▶ **Metin alıntısı**
┌──
Alevi Haber Ajansi

Cumartesi Anneleri’nin 3. duruşması yarın; ‘Bu dava hukuka meydan okumaktır’

PİRHA-Cumartesi Anneleri’nin 700. hafta buluşmasına yönelik polis müdahalesinin ardından 46 kişi hakkında açılan davanın üçüncü duruşması yarın (24 Kasım) görülecek. Celse öncesi konuşan İHD Gözaltında Kayıplara Karşı Komisyon Üyesi Sebla Arcan, “Bu dava hukuka, anayasaya, Türkiye’nin taraf olduğu uluslararası sözleşmelere meydan okumaktır. Eğer bir toplumda barışçıl gösteri hakkı yoksa demokrasi de yoktur. Dolayısıyla hem barışçıl gösteri hakkımıza hem de demokrasiye sahip çıkmaya devam edeceğiz” dedi.

Cumartesi Anneleri/İnsanları’nın 700’üncü hafta buluşmasına yönelik polis müdahalesinin ardından aralarında kayıp yakınlarının da olduğu 46 kişi hakkında “Kanuna aykırı toplantı ve yürüyüşlere silahsız katılarak ihtara rağmen kendiliğinden dağılmama” suçlamasıyla, Toplantı ve Gösteri Yürüyüşleri Kanunu’na muhalefet iddiasıyla açılan davanın 3. duruşması 24 Kasım Çarşamba günü görülecek. İstanbul 21. Asliye Ceza Mahkemesi’ndeki duruşma saat 10.30’da başlayacak.

“KAYIPLAR BULUNSUN, FAİLLER YARGILANSIN”

İnsan Hakları Derneği (İHD) İstanbul Şubesi Gözaltında Kayıplara Karşı Komisyon Üyesi Sebla Arcan, duruşma öncesi PİRHA‘ya açıklamalarda bulundu. 700. hafta oturumuna yönelik polis müdahalesini hatırlatan Arcan, “Bilindiği gibi Cumartesi Anneleri 699 hafta Galatasaray Meydanı’nda “Kayıplar bulunsun. Failler yargılansın” diyerek barışçıl toplantı haklarını kullanmışlardı. Fakat bu hakları 700. haftada birden bire ağırı bir polis saldırısına uğrayarak müdahale edildi. Bu hakkın kullanımı aslında hem anayasanın hem de uluslararası hukukun güvencesindedir. Fakat devleti yöneten iktidar bu oturmaları 700. haftada hiçbir haklı neden yokken birden bire yasaklı statüsüne soktu. O tarihten beri Cumartesi Anneleri Galatasaray Meydanı’na gidemiyor” dedi.

“BU DAVA, HUKUKA MEYDAN OKUMAKTIR”
└──
▶ **Veri kümesi**
┌──
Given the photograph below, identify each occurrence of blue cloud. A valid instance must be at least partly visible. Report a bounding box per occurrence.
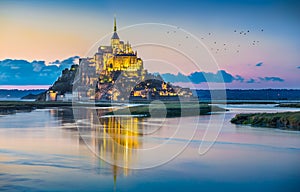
[0,56,79,85]
[259,77,284,82]
[255,62,264,67]
[246,78,256,83]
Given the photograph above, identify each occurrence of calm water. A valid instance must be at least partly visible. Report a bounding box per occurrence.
[0,105,300,191]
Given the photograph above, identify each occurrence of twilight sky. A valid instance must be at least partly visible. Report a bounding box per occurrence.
[0,0,300,88]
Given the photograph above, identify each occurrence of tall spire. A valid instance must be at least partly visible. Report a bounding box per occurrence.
└──
▶ **Yönerge ve koşullar**
Cumartesi Anneleri davasıyla ilgili metinden, "Cumartesi Anneleri/İnsanları’nın 700’üncü" sözcüklerinin geçtiği yerle başlayıp "saat 10.30’da başlayacak." ile biten bölümü harfi harfine kopyalayarak çıkarın. Satırların bu işle hiçbir ilgisi yoktur.

▶ **Çözüm**
Cumartesi Anneleri/İnsanları’nın 700’üncü hafta buluşmasına yönelik polis müdahalesinin ardından aralarında kayıp yakınlarının da olduğu 46 kişi hakkında “Kanuna aykırı toplantı ve yürüyüşlere silahsız katılarak ihtara rağmen kendiliğinden dağılmama” suçlamasıyla, Toplantı ve Gösteri Yürüyüşleri Kanunu’na muhalefet iddiasıyla açılan davanın 3. duruşması 24 Kasım Çarşamba günü görülecek. İstanbul 21. Asliye Ceza Mahkemesi’ndeki duruşma saat 10.30’da başlayacak.